### [DIRECTIVE]
Reproduce nothing but the closing run of lines: the line with "the form [387,240]." and each line that follows it to the end of the data.

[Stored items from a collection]
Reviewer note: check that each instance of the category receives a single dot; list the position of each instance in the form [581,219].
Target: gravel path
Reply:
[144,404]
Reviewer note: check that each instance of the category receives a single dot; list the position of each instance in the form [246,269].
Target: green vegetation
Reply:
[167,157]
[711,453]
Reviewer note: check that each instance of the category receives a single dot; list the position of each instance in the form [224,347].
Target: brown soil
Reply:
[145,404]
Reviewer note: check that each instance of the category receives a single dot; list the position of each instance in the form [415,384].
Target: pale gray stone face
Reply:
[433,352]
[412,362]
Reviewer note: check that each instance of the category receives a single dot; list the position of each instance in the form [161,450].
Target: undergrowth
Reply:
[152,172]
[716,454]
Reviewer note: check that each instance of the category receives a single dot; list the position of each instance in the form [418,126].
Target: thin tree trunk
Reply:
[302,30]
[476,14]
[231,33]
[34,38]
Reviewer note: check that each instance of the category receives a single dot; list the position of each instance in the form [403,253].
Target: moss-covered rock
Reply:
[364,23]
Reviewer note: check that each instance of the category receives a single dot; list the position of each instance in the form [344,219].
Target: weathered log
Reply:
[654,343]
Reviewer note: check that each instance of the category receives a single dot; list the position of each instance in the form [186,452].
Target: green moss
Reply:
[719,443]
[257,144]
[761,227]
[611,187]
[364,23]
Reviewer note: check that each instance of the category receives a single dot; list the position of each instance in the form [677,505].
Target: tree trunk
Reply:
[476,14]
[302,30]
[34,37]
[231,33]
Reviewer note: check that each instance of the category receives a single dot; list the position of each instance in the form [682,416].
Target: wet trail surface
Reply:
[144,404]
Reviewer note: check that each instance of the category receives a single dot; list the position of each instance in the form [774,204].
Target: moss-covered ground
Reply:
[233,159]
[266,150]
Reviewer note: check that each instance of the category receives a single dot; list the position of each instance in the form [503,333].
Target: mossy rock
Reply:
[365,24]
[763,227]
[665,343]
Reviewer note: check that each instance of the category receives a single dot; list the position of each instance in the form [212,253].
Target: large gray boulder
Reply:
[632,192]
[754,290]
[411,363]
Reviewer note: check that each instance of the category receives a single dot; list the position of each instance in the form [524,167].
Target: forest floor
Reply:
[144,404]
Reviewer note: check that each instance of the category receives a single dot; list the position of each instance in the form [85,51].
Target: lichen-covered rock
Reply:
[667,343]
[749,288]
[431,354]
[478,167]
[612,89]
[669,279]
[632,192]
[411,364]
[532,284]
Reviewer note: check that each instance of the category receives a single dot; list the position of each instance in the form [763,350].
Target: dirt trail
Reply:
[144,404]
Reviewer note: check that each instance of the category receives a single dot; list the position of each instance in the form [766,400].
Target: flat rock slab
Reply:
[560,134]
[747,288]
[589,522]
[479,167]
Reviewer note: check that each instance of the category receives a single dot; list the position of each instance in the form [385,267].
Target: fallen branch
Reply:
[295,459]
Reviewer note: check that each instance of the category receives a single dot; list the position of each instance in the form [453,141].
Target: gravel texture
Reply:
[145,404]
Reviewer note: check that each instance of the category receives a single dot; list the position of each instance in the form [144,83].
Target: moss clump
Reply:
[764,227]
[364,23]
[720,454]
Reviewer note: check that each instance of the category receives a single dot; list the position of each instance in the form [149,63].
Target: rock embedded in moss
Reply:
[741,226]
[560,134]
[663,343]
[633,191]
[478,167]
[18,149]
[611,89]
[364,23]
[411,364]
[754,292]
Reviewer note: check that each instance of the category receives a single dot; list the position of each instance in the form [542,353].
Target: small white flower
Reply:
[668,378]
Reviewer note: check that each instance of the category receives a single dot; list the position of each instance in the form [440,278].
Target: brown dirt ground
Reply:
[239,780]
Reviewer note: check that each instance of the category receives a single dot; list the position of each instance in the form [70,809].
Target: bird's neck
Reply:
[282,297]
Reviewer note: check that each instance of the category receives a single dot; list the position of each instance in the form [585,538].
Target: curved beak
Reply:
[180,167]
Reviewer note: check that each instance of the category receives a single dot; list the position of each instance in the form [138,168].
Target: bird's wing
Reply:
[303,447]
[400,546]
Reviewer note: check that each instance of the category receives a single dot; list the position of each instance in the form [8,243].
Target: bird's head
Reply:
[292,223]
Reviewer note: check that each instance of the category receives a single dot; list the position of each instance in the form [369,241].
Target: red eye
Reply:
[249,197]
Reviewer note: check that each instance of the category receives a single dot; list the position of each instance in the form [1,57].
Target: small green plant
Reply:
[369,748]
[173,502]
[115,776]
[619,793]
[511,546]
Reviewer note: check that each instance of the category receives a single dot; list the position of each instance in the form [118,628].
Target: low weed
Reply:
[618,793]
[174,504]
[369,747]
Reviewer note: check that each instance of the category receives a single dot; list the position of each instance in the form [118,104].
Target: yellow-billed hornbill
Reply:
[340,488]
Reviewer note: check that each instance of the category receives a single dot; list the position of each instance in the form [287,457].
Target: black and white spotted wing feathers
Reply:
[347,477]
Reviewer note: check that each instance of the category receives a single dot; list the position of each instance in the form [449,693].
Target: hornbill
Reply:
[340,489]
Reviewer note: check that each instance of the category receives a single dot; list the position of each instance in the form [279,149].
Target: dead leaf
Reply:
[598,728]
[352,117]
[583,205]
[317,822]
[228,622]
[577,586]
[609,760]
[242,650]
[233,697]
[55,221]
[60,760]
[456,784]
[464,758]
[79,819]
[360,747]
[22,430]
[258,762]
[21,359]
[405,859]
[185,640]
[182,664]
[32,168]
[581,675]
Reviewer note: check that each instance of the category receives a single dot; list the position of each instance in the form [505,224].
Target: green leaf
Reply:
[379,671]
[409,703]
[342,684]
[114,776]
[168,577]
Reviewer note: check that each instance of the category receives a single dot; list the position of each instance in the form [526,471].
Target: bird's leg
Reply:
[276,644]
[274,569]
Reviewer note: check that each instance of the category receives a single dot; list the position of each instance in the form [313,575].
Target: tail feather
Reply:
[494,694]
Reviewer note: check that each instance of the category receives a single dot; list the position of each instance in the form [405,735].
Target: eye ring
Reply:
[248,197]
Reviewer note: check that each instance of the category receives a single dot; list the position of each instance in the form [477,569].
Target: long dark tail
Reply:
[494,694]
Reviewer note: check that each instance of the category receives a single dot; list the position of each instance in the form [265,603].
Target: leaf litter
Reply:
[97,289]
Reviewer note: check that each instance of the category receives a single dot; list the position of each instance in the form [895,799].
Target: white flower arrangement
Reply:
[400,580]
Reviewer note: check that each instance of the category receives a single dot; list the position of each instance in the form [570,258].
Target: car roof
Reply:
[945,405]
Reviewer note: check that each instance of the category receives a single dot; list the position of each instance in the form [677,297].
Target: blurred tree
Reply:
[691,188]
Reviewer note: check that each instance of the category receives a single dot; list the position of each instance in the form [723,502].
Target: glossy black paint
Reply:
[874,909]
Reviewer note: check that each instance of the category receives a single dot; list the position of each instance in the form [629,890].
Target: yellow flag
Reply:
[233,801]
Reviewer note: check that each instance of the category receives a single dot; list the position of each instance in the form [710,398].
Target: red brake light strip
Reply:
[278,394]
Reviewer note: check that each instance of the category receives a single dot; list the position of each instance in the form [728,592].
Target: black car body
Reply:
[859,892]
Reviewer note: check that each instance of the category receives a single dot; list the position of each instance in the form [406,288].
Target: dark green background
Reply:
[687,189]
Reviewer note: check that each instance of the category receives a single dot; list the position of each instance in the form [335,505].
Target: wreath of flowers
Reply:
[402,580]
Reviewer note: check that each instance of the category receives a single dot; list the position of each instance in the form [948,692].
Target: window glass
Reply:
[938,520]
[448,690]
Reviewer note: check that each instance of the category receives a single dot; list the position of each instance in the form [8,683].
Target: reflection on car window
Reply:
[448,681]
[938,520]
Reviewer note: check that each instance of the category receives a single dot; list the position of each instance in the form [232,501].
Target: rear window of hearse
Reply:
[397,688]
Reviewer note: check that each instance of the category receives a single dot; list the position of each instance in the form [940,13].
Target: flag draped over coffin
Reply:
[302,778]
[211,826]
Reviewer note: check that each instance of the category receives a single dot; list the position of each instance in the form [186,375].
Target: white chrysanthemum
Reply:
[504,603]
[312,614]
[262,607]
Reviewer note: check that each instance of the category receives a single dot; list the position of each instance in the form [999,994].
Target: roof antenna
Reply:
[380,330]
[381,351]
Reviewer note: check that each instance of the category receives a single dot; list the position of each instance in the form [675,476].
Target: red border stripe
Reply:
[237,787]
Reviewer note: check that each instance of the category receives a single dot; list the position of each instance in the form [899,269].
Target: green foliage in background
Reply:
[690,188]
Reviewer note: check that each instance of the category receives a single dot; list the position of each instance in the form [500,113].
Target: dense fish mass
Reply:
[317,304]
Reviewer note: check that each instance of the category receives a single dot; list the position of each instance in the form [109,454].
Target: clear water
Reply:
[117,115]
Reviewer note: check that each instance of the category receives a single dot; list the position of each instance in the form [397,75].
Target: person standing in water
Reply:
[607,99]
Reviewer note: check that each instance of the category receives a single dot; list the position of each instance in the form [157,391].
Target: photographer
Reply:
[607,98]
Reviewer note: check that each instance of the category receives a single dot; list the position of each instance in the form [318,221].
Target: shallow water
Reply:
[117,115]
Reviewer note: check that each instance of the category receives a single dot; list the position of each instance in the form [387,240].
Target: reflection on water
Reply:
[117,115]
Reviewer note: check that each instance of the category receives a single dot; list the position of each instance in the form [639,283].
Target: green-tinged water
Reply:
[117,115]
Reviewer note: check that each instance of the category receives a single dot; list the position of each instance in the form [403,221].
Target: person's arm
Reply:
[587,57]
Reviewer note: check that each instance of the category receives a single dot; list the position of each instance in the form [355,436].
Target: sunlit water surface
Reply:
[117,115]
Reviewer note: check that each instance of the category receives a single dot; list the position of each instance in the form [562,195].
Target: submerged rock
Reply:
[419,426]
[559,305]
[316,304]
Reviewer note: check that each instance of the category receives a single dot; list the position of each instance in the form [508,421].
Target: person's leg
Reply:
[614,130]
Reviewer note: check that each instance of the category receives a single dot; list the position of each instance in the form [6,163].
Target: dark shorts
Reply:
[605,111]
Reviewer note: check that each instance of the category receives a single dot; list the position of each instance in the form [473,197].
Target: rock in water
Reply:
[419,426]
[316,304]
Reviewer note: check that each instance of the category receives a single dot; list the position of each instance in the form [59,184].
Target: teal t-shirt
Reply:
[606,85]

### [FINAL RESULT]
Reviewer note: check that each instance of the category receives a single dot; list the position of each instance in the form [387,240].
Target: reflection on water
Reply:
[117,115]
Reviewer note: check that each instance of the category receives a single dot; list the position of each instance in the form [639,283].
Target: green-tinged water
Reply:
[117,115]
Reviewer note: check that each instance of the category receives a single dot; list the position of each instance in the form [403,221].
Target: person's arm
Reply:
[587,57]
Reviewer note: check that each instance of the category receives a single dot; list the position of each instance in the form [355,436].
Target: sunlit water surface
Reply:
[117,115]
Reviewer note: check that each instance of the category receives a single dot; list the position of each instance in the form [562,195].
Target: submerged rock
Reply:
[419,426]
[559,305]
[316,304]
Reviewer note: check that each instance of the category receives a single dot; list the position of each instance in the form [508,421].
Target: person's leg
Reply:
[614,130]
Reviewer note: check that each instance of the category receives a single dot; list the position of each instance in the form [6,163].
Target: dark shorts
Reply:
[605,111]
Reviewer note: check that each instance of the category receives a single dot; list the position of each instance in the form [473,197].
Target: rock in water
Reply:
[419,426]
[316,304]
Reviewer note: check that each instance of the category receives a single dot; list the position of each instance in the form [59,184].
Target: teal t-shirt
Reply:
[606,85]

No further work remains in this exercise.